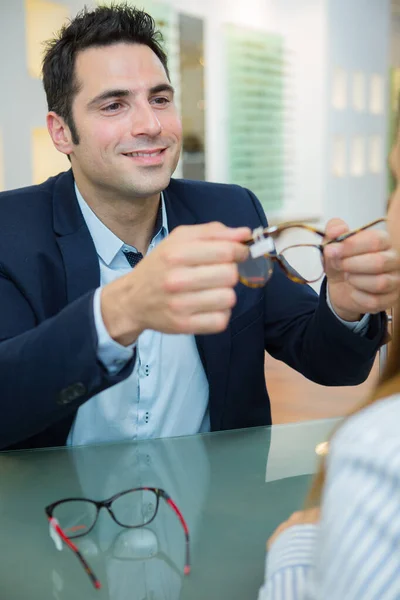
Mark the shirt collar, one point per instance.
(108, 244)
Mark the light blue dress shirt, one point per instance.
(167, 392)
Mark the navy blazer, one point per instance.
(48, 273)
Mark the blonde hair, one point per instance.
(388, 385)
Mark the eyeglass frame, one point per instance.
(275, 231)
(159, 492)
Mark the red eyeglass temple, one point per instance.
(74, 549)
(172, 504)
(54, 523)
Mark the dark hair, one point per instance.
(103, 26)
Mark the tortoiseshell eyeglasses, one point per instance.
(302, 263)
(75, 517)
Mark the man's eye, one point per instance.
(112, 107)
(161, 100)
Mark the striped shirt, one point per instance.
(354, 552)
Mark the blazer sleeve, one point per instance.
(47, 370)
(302, 331)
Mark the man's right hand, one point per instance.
(185, 285)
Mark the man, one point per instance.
(97, 344)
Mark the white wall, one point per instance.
(359, 40)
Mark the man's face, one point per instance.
(128, 127)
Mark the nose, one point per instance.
(145, 121)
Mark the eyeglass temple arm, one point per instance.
(184, 525)
(71, 545)
(344, 236)
(276, 230)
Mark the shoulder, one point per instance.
(22, 199)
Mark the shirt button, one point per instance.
(118, 363)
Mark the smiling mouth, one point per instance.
(145, 154)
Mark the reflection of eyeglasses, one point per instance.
(140, 544)
(293, 260)
(74, 517)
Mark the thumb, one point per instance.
(332, 252)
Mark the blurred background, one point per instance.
(295, 99)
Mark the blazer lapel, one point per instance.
(81, 263)
(214, 349)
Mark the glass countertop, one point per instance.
(233, 488)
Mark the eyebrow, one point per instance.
(119, 93)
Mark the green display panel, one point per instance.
(256, 83)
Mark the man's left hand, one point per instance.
(363, 271)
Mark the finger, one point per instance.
(203, 252)
(334, 228)
(370, 264)
(373, 303)
(364, 242)
(375, 284)
(184, 279)
(213, 231)
(204, 301)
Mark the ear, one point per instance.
(59, 132)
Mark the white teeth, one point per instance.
(145, 154)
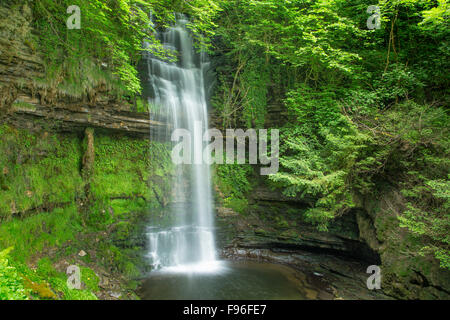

## Instructions to follow
Verbatim copy, images excluded: transcribe all the entries above.

## Solution
Mark the shirt collar, one point per instance.
(108, 244)
Mark the light blue dress shirt, one point per instance.
(167, 392)
Mark the navy blazer, one point per instance.
(48, 273)
Mark the blonde hair, one point per instance.
(388, 385)
Mark the eyeglass frame, one point per instance.
(275, 231)
(159, 492)
Mark the red eyeglass temple, one point per instance.
(74, 549)
(172, 504)
(54, 523)
Mark the dark hair, one point per instance.
(103, 26)
Mark the tortoiseshell eyeglasses, one point per instance.
(302, 263)
(75, 517)
Mark the man's eye, one point per instance.
(112, 107)
(161, 100)
Mark the striped shirt, one point per instance.
(354, 552)
Mark the blazer sleeve, one point per instance.
(47, 370)
(302, 331)
Mark the man's right hand, one point per instance.
(185, 285)
Mark the man, one point per instance.
(97, 344)
Mark the white wall, one point per instance.
(359, 40)
Mark the man's face, one point per instance.
(128, 127)
Mark the nose, one point per instance.
(145, 121)
Mark the eyeglass temple arm, one point per instance.
(184, 525)
(71, 545)
(344, 236)
(276, 230)
Mark the shoulder, one point per instance.
(22, 199)
Mark the shirt button, one point per instance.
(118, 363)
Mark the smiling mouth, one point per instance.
(145, 154)
Mark the reflection of eyeglasses, one point per instance.
(140, 544)
(293, 260)
(74, 517)
Mark the thumb, one point per instance.
(332, 252)
Mark the blurred background, one point per instance.
(295, 99)
Mark the blazer lapel, one point per instance.
(81, 263)
(214, 349)
Mark the glass countertop, one point per instance.
(233, 488)
Mark the eyebrow, one point per instance.
(119, 93)
Mark the green display panel, one point per instance.
(256, 83)
Mark the man's left hand, one point per instance.
(363, 271)
Mark the finger, one point per instance.
(203, 252)
(334, 228)
(370, 264)
(373, 303)
(364, 242)
(375, 284)
(184, 279)
(213, 231)
(204, 301)
Mark the ear, one point per instance.
(59, 132)
Mark the white teeth, one point per instance.
(145, 154)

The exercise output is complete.